(Stored items from a collection)
*****
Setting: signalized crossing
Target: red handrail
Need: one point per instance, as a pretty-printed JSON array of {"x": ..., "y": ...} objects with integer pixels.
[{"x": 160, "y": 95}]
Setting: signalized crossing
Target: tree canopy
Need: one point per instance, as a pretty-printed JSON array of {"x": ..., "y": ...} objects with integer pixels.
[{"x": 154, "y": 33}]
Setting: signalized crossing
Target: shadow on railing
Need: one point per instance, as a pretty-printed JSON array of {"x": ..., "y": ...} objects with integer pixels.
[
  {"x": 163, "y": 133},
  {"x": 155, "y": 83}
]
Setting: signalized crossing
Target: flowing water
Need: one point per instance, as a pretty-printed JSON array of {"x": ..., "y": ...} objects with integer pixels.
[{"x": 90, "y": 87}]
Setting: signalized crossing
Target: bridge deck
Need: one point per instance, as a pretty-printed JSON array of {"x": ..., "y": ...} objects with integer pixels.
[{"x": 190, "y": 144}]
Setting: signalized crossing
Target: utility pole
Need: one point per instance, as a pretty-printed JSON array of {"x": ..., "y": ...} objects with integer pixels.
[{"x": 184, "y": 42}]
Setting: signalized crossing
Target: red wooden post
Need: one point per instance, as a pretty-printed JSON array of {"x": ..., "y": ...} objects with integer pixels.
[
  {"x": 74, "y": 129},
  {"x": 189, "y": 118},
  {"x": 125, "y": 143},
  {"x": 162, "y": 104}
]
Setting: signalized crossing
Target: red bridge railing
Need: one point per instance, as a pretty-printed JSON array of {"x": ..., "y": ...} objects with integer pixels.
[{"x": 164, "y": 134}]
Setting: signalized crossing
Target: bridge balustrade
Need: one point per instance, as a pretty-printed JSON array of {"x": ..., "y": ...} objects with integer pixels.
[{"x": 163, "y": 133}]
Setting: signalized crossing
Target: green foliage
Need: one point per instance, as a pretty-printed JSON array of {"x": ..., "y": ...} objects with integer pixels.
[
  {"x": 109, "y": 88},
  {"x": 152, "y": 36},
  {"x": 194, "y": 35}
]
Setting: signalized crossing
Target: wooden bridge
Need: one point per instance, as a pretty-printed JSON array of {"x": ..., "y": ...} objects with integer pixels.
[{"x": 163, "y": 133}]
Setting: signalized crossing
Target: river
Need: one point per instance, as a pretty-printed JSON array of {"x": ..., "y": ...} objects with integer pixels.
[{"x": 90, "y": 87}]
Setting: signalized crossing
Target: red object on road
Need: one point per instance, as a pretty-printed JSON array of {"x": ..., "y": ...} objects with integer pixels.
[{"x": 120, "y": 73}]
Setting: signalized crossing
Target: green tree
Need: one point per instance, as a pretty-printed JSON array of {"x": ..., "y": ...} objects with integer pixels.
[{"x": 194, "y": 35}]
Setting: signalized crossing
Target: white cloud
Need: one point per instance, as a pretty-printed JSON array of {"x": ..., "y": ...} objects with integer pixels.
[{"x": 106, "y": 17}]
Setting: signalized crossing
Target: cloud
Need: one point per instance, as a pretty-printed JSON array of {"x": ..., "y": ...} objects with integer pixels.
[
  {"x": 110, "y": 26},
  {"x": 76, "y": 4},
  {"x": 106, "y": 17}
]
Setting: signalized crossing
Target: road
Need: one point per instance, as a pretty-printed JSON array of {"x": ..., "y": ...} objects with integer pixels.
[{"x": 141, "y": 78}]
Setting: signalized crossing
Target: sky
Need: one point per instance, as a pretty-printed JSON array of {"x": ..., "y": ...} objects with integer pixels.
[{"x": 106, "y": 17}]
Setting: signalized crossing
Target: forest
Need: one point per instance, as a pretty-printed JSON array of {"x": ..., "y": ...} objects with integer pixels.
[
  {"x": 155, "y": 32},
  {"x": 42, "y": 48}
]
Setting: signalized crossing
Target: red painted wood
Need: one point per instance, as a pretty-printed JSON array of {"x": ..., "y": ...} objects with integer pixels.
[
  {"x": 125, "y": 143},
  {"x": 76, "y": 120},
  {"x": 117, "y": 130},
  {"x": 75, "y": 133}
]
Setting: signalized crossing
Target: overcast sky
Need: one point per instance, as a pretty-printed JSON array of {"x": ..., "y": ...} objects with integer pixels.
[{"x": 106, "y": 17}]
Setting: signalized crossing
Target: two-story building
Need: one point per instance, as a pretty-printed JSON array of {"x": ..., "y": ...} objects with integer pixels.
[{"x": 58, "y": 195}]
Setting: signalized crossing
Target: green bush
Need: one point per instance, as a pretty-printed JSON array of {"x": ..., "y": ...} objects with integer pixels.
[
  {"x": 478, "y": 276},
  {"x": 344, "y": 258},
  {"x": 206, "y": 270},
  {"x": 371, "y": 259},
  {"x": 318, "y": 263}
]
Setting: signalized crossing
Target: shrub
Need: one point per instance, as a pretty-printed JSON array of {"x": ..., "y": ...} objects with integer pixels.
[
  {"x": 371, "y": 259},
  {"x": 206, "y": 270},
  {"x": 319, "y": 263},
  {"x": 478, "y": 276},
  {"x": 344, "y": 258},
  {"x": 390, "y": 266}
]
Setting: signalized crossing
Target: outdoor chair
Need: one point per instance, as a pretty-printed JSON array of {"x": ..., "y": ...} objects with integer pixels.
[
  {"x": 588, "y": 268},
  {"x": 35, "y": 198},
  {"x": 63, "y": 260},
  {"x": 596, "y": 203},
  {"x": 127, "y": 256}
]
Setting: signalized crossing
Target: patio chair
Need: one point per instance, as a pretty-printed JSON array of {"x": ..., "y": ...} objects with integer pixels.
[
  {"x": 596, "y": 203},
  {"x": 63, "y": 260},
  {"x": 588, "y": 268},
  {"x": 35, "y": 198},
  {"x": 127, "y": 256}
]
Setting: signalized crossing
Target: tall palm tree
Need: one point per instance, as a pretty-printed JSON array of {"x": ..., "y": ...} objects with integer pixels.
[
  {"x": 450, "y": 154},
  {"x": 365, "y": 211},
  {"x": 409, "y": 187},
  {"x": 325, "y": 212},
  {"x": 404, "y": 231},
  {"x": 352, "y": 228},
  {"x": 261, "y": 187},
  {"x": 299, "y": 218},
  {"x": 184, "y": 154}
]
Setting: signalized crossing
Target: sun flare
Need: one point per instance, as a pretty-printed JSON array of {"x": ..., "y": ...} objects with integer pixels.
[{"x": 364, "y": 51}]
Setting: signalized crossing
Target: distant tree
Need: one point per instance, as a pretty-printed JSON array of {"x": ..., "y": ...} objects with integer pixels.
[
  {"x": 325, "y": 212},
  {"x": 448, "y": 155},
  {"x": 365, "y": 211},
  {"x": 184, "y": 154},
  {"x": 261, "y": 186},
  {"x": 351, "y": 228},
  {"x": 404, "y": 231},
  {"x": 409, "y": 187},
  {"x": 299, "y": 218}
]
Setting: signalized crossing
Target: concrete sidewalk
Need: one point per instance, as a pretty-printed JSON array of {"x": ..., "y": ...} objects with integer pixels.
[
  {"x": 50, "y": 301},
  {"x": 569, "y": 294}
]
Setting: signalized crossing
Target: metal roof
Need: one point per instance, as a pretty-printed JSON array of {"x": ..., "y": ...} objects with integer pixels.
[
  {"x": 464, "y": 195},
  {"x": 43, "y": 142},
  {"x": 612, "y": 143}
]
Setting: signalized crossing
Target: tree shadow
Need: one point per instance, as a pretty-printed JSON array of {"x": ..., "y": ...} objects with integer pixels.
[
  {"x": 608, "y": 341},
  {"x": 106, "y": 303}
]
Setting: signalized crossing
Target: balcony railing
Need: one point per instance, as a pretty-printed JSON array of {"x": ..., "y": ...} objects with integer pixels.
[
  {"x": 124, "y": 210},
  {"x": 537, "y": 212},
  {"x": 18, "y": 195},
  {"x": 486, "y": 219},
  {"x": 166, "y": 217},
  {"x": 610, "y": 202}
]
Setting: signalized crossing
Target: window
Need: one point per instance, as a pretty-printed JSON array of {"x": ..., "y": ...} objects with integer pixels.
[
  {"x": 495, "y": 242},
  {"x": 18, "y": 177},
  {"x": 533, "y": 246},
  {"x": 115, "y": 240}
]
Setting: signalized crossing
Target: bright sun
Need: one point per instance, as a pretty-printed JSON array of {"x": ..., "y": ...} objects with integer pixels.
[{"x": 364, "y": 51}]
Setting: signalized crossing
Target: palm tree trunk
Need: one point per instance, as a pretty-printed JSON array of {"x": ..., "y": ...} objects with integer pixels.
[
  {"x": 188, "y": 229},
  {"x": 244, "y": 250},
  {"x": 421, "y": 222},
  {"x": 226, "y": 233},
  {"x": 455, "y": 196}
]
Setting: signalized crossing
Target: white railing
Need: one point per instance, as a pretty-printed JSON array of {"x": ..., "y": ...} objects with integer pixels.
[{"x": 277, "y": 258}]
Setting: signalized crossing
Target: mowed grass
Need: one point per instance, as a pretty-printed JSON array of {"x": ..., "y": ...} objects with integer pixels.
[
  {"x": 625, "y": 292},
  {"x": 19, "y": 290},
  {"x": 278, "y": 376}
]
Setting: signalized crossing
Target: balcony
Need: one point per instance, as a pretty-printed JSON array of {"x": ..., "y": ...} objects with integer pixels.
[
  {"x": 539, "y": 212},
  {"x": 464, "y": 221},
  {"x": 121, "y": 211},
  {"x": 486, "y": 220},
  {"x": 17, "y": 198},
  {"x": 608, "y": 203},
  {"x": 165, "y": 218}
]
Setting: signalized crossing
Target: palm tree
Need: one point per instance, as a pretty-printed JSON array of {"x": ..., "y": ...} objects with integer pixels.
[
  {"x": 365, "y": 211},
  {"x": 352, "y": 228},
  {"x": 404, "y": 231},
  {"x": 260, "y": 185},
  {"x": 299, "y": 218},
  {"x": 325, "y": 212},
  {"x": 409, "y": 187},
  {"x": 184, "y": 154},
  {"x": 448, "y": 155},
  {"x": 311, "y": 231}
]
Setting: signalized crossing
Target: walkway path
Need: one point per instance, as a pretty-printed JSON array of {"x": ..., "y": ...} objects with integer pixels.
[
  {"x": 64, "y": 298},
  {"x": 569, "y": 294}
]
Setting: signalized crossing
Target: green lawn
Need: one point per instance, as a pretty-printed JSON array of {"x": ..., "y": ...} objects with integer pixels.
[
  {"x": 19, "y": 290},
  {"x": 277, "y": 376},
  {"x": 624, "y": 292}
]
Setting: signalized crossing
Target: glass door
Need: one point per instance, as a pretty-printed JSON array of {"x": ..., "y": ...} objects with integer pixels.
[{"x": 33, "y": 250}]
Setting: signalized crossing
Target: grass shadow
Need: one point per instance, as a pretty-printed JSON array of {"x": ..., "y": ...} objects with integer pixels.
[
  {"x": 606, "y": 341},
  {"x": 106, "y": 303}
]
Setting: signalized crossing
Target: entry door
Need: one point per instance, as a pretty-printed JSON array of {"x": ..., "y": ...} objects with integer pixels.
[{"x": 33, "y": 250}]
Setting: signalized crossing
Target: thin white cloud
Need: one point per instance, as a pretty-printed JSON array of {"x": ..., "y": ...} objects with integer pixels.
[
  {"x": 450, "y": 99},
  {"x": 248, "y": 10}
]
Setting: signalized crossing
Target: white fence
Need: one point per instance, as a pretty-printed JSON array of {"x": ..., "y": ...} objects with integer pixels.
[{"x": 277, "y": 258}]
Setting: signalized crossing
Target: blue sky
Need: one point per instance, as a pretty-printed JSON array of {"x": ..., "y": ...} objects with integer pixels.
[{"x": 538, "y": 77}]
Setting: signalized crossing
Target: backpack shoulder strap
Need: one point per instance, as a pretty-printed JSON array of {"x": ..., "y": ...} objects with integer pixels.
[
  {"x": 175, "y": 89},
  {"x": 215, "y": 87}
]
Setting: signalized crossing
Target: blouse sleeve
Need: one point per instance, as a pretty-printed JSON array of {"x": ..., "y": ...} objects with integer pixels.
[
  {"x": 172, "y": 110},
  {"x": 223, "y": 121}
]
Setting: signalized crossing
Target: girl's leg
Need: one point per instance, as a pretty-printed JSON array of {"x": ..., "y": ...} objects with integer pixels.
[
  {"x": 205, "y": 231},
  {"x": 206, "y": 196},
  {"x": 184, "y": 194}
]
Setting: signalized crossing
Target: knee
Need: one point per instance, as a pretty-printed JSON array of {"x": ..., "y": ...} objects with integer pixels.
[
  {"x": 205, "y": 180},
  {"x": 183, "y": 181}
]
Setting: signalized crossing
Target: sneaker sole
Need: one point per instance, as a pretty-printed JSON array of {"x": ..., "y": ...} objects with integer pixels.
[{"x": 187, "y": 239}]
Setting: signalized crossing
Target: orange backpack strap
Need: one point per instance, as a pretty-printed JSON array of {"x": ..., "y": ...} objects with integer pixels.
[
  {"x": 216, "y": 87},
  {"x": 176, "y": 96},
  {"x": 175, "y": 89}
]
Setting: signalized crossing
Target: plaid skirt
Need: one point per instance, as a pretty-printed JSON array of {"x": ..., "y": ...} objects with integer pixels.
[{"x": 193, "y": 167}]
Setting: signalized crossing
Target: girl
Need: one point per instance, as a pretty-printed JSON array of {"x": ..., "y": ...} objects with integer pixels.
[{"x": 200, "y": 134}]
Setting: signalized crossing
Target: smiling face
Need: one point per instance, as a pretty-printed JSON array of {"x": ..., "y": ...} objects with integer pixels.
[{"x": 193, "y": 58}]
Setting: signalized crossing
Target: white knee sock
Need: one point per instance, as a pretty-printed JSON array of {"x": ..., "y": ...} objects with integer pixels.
*****
Description of the task -> Among the records, find every line holding the word "white" and copy it.

Task response ->
Target: white cloud
Target: white railing
Target: thin white cloud
Target: white fence
Target: white knee sock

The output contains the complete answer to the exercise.